» **EXERCISE OBJECTIVE**:
According to the post on linear regression, what do many people fail to realize because of the model's simplicity?

» **TEXT PROVIDED**:
..............................

Sunday, July 19, 2015

Machine Learning and Statistics: a unified perspective | 1.1 Linear Regression

Among all the learning models, linear regression is one of the simplest, yet most popular one. Because of its simplicity, many people don’t realize that linear regression is actually a type of machine learning. In this article and the following few articles, we are going to look at how to do linear regression from a few different angles, and we will try to extend the models of machine learning based on linear regression.

..............................

» **EXTRACTED DATA**:
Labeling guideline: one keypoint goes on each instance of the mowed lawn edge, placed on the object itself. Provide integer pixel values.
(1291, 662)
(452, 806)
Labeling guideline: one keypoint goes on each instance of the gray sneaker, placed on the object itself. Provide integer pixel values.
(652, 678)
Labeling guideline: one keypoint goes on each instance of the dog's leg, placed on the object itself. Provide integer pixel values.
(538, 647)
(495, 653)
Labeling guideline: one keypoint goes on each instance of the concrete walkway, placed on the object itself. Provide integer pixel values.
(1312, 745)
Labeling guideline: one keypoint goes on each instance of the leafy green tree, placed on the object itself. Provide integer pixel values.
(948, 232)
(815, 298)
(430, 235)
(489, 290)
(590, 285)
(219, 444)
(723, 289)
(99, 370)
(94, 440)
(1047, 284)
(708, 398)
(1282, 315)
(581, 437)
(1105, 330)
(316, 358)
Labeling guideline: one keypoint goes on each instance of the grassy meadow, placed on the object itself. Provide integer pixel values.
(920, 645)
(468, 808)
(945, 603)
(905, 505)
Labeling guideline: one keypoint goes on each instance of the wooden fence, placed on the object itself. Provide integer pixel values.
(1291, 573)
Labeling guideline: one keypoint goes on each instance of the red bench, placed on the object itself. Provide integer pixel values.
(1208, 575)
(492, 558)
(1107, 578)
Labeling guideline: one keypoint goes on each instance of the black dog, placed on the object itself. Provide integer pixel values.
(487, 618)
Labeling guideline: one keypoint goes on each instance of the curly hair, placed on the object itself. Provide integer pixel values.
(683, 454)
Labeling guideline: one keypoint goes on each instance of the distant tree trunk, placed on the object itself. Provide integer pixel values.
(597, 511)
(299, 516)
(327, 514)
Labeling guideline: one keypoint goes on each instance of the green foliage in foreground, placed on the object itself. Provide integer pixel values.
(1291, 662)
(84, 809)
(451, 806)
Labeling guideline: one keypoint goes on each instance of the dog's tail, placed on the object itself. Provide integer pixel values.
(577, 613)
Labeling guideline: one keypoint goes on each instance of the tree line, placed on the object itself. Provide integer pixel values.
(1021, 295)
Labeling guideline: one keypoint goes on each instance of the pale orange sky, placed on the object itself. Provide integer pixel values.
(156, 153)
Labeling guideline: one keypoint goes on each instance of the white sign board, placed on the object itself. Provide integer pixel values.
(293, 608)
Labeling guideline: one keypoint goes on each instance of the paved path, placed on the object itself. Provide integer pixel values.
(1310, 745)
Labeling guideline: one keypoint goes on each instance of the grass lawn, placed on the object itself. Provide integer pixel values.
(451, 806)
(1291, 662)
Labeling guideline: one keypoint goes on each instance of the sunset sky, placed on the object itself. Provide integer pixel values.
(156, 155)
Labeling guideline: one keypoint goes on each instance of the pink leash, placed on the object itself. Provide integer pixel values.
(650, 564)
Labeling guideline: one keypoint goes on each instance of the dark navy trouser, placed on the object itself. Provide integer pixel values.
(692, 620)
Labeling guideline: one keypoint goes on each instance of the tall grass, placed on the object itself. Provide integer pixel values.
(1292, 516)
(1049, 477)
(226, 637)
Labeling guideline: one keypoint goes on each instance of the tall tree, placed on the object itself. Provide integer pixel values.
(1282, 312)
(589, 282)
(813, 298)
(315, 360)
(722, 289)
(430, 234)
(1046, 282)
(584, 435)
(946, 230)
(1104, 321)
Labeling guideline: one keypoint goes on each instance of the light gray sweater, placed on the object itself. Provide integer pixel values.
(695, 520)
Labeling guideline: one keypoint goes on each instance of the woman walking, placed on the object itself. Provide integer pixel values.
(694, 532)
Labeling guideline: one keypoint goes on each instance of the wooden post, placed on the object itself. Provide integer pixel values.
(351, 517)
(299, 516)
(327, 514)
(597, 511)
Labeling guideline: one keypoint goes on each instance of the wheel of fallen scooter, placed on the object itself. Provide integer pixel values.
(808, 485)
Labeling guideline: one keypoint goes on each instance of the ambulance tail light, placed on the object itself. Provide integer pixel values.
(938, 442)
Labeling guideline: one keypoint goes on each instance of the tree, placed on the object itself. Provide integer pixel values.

..............................

» **WORKED SOLUTION**:
Linear regression is actually a type of machine learning.